Esercizio assegnato 1: Aggiorni la parte dell'estratto sui migranti e il regolamento di Dublino che si apre con le parole contenenti "Su consiglio di" e si chiude con "tornare in Italia.", sostituendo "fratello" con "cugino". Riporti poi quella parte per intero con la modifica.
-------- Estratto della pagina --------
Nella confusione di quella stanza, percorsa senza sosta da agenti e migranti, gli avevano parlato di richiesta di asilo, status di rifugiato, permessi di soggiorno, ma nulla gli era parso davvero chiaro. “Dacci i tuoi dati e noi ti facciamo uscire”, aveva detto il poliziotto. Il nome, il paese di origine, il nome completo della madre e del padre: le informazioni erano scorse una dietro l’altra, incalzate dall’automatismo di quel viavai. Alla fine, Nasir era stato indirizzato al Centro di Accoglienza Straordinaria di Udine. Ma ben presto aveva preso un treno per Amburgo.
Nelle maglie dei regolamenti
I movimenti dei migranti che entrano in territorio europeo sono monitorati da molteplici soggetti, dalla Polizia di frontiera che li intercetta ai confini agli operatori dei centri di prima accoglienza, al Dipartimento delle Politiche Europee che gestisce le banche dati relative alle migrazioni. L’obiettivo primario delle politiche europee è limitare il più possibile i “movimenti secondari” dei migranti, ossia il loro attraversamento irregolare dei confini interni dell’Unione. A partire dalla sua istituzione nel 2000, il sistema Eurodac risponde dunque all’esigenza, espressa nella Convenzione di Dublino, di “individuare gli stranieri che hanno già presentato una domanda di asilo in un altro stato membro”. Con questo obiettivo, gli stati membri identificano i richiedenti asilo raccogliendone i dati. Mediante un confronto con il materiale presente in Eurodac, è possibile verificare se un richiedente asilo o un cittadino straniero abbia già presentato una domanda in un altro stato o se sia entrato del tutto irregolarmente in territorio europeo.
In questo modo, i migranti restano ancorati alla tentacolare macchina che monitora i loro movimenti e ne ricostruisce le traiettorie. Chi attende la regolarizzazione viene chiamato a raccontare la propria storia. Ma il sistema che impietosamente trattiene dati e impronte memorizza profili, non storie, e l’esigenza di controllo alla base di questa tecnologia, nel profilare le persone, ne strozza la componente viva, e le motivazioni per cui si muovono.
Su consiglio di suo fratello, una volta arrivato in Germania Nasir aveva chiesto asilo e ottenuto un permesso di soggiorno temporaneo con cui restare nel paese fino al momento dell’esito della sua richiesta. Sei mesi dopo, la notifica: doveva tornare in Italia.
È il regolamento di Dublino III, una disposizione normativa attuata nel 2013 “per regolare i criteri e i meccanismi di determinazione dello Stato membro competente per l’esame di una domanda di protezione internazionale”. Il regolamento impone che, fatte salve alcune categorie, un richiedente asilo rimanga nel primo paese in cui ha presentato la domanda fino all’ottenimento di un esito della stessa: esprimendo la sua richiesta di asilo in Italia, durante quel primo colloquio alla frontiera triestina, Nasir avrebbe dovuto attendere il completamento della pratica in territorio italiano. Ma nessuno lo aveva informato al riguardo. E anche se ciò fosse accaduto, l’obbligo di restare a Trieste avrebbe significato mesi e mesi di attesa, se non anni. In Italia la macchina giudiziaria impone i lunghi tempi delle questure e per ottenere la convocazione con la Commissione territoriale per il riconoscimento della protezione internazionale talvolta sono necessari più di mille giorni, ai quali si aggiunge il tempo necessario a ottenere una risposta. Imbrigliati in questa rete, i migranti giunti in Italia vivono sospesi nel tempo estenuante dell’attesa, che congela desideri e prospettive.
-------- Dati registrati --------
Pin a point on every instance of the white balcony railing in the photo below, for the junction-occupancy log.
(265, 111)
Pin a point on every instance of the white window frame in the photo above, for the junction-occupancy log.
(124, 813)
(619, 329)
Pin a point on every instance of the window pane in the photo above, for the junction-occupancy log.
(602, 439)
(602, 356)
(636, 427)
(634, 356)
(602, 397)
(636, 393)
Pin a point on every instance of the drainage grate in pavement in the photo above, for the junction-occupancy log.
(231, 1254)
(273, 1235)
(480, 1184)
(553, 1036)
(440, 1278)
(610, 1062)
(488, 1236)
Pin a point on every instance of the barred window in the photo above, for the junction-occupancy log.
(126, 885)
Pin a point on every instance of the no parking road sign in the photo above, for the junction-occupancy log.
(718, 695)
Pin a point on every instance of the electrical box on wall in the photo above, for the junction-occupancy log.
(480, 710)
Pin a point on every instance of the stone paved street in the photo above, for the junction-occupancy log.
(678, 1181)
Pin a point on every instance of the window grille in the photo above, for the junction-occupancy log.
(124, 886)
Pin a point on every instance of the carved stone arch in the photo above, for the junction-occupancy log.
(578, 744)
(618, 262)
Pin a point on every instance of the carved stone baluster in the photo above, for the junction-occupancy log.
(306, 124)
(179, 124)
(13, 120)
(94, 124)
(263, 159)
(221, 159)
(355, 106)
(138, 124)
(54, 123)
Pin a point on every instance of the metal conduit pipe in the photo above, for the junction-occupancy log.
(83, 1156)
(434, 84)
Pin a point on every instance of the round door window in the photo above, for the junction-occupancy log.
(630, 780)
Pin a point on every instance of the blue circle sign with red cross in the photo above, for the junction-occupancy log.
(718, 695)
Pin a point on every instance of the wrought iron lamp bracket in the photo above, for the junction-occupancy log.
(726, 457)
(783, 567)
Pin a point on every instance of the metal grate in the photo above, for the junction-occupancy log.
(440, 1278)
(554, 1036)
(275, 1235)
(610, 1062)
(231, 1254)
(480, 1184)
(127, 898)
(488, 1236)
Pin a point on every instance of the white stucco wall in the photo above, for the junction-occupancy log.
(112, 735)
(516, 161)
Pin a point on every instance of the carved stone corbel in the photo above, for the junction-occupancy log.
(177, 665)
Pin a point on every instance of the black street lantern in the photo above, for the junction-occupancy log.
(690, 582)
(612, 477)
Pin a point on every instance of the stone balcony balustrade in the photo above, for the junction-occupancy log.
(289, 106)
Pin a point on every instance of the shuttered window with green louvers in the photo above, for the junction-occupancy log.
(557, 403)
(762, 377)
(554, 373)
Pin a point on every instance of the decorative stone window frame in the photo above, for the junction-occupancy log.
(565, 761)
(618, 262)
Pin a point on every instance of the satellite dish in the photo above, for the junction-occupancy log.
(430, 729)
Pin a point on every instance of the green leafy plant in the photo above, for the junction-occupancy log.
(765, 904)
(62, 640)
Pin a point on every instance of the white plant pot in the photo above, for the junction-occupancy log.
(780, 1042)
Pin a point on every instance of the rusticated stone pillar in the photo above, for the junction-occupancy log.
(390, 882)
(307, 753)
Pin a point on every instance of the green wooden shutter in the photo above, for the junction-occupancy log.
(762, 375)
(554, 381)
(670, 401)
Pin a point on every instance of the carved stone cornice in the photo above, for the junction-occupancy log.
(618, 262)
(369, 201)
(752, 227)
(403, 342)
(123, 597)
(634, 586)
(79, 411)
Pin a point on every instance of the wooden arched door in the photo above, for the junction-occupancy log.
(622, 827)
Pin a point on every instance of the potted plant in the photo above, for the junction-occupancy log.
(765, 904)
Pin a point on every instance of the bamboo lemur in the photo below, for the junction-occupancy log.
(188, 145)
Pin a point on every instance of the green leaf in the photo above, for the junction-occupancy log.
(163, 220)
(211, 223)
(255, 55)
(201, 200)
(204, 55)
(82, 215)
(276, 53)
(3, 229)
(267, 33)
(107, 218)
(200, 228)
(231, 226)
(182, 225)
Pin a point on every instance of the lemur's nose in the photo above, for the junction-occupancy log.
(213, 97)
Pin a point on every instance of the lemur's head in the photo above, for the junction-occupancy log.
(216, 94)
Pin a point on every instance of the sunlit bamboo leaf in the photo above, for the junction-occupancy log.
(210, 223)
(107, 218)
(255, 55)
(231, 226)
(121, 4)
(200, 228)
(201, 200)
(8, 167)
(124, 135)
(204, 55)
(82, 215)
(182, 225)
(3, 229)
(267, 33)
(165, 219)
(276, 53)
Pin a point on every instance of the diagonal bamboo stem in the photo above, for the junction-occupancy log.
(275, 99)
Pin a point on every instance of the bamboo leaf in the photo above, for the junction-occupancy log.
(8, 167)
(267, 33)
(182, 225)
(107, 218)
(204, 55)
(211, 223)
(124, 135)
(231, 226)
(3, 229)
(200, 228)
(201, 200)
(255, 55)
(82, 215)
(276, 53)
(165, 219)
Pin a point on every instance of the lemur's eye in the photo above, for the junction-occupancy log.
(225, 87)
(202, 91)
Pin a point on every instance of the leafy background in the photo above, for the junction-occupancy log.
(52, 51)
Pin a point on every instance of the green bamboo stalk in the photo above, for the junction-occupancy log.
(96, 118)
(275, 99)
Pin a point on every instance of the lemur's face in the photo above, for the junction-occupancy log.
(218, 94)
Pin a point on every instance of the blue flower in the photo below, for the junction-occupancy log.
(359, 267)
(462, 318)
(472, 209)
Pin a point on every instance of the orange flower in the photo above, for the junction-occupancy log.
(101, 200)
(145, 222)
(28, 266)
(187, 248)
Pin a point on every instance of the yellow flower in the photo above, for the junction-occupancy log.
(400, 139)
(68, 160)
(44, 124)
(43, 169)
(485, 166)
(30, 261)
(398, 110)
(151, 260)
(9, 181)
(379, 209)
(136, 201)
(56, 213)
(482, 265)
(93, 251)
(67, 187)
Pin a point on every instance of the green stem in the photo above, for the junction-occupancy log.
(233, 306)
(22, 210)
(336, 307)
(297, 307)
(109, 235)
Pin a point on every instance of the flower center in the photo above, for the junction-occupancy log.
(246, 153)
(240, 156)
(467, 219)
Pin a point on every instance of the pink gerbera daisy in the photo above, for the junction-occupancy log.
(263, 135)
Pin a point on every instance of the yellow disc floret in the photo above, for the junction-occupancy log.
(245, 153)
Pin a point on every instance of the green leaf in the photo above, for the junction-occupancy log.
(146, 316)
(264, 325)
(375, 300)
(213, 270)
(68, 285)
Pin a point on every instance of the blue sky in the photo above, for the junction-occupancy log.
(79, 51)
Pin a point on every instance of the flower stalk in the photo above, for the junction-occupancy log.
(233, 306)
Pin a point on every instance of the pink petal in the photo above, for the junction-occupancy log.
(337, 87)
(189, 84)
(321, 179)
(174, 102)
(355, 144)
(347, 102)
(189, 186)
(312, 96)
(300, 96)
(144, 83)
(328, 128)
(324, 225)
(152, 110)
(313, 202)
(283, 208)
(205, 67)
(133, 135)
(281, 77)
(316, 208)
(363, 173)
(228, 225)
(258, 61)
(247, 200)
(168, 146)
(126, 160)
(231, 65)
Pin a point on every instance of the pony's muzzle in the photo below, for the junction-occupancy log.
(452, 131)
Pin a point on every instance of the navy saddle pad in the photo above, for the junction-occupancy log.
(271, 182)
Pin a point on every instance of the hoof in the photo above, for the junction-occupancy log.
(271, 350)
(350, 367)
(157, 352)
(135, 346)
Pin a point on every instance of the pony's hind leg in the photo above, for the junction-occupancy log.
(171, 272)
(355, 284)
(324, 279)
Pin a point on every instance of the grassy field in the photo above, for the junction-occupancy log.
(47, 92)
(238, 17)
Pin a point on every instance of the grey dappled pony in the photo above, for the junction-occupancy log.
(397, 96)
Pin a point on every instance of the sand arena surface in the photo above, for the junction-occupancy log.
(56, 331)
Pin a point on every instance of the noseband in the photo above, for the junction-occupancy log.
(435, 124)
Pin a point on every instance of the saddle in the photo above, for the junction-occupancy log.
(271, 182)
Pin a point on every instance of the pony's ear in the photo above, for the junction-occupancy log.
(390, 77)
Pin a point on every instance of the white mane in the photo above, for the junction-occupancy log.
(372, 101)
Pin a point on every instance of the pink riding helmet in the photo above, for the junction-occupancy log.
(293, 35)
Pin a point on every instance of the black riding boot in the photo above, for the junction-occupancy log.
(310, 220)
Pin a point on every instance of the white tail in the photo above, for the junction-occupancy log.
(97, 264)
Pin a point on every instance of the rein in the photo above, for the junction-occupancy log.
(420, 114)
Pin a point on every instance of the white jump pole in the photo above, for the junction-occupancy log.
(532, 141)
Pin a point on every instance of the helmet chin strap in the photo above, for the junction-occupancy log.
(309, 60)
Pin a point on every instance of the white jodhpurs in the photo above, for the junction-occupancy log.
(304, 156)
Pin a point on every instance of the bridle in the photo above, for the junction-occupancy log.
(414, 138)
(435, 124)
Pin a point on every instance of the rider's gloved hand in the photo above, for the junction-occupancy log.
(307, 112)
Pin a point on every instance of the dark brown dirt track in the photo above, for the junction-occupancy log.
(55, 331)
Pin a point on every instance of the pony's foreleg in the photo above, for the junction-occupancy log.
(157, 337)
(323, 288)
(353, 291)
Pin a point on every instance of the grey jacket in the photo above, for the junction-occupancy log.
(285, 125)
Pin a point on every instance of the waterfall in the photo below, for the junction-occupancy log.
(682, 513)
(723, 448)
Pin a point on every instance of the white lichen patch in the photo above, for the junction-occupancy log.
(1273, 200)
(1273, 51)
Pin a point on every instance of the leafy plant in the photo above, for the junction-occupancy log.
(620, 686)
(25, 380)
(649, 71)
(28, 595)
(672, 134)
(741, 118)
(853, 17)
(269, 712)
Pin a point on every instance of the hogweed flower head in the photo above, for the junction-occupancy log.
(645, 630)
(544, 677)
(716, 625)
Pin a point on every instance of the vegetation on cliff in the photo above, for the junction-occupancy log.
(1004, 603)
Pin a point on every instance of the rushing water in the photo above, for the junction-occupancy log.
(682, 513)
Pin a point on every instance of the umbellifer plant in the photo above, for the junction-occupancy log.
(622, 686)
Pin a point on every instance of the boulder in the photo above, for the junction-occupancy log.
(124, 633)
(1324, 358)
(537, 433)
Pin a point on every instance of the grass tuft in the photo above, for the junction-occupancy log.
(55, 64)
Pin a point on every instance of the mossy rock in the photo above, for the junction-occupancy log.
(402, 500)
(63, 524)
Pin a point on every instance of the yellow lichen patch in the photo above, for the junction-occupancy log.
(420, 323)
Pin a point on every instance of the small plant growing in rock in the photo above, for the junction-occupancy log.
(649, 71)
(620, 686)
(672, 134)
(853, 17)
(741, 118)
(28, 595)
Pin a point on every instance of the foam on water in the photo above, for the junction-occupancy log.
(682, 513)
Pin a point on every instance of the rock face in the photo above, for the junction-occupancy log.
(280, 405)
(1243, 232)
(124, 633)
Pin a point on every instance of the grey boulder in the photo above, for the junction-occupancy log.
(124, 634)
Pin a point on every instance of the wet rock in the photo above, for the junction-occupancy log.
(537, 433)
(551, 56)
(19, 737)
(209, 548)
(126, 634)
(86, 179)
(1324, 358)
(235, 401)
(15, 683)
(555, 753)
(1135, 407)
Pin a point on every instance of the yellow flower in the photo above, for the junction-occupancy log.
--------
Esercizio assegnato 2: Individui e trascriva ogni riga dei record che contiene la stringa "lichen".

Risposta corretta 1:
Su consiglio di suo cugino, una volta arrivato in Germania Nasir aveva chiesto asilo e ottenuto un permesso di soggiorno temporaneo con cui restare nel paese fino al momento dell’esito della sua richiesta. Sei mesi dopo, la notifica: doveva tornare in Italia.

Risposta corretta 2:
Pin a point on every instance of the white lichen patch in the photo above, for the junction-occupancy log.
Pin a point on every instance of the yellow lichen patch in the photo above, for the junction-occupancy log.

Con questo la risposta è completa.